■ OBJECTIVE ■
From the items below, keep only the lines that contain the string "query", and copy each of them out.

■ INFORMATION SUPPLIED ■
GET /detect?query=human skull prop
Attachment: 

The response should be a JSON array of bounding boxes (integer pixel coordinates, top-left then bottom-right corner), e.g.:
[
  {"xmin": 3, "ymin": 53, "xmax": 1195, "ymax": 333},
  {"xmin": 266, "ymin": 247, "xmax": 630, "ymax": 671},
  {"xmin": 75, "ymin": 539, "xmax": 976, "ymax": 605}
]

...

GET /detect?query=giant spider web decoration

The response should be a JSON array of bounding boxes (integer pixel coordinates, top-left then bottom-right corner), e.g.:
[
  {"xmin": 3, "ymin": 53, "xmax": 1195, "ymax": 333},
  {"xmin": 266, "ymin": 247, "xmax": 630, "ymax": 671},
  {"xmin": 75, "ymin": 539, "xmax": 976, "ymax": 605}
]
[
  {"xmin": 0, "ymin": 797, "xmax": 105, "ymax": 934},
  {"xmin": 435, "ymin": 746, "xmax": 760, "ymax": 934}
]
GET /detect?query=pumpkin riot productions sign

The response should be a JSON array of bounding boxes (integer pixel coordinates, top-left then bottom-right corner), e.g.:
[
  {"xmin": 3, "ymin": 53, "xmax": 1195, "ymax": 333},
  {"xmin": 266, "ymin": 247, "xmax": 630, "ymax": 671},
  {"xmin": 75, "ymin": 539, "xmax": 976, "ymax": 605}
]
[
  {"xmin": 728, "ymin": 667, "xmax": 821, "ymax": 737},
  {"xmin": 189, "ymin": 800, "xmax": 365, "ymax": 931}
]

---

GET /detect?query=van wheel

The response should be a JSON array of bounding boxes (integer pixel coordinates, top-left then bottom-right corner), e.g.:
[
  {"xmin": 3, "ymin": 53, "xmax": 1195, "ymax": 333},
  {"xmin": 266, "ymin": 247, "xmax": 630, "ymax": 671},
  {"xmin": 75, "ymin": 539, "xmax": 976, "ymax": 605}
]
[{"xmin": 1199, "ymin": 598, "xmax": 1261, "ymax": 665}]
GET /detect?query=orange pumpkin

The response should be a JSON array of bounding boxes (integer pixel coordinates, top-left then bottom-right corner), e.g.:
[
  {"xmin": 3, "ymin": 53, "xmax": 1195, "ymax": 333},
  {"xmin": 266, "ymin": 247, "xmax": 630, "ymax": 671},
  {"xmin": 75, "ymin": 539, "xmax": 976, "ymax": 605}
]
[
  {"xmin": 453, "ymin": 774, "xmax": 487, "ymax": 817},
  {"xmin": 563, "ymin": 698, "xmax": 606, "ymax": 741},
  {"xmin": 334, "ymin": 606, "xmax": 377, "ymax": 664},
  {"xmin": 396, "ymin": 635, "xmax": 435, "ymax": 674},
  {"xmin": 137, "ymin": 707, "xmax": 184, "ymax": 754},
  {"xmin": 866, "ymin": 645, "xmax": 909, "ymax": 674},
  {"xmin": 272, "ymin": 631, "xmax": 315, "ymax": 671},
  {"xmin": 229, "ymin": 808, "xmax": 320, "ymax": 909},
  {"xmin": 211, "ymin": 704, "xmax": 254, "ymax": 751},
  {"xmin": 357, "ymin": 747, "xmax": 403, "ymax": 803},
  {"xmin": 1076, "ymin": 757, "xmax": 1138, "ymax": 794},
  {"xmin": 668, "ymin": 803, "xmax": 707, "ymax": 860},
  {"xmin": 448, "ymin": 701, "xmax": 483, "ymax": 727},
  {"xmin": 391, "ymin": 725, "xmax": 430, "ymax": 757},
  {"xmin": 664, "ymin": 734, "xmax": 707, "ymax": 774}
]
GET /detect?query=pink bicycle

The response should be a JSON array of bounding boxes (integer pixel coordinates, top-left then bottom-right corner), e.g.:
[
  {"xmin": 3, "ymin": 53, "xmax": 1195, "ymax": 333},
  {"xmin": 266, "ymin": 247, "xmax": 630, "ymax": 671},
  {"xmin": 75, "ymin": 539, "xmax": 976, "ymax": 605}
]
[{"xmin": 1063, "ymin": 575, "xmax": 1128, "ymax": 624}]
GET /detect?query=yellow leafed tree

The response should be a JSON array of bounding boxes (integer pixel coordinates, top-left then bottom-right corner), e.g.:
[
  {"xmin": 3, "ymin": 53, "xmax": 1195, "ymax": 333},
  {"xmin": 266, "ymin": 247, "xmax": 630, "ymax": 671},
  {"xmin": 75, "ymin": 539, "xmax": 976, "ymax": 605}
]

■ FULL SOLUTION ■
GET /detect?query=human skull prop
GET /detect?query=giant spider web decoration
GET /detect?query=pumpkin riot productions sign
GET /detect?query=van wheel
GET /detect?query=orange pumpkin
GET /detect?query=pink bicycle
GET /detect?query=yellow leafed tree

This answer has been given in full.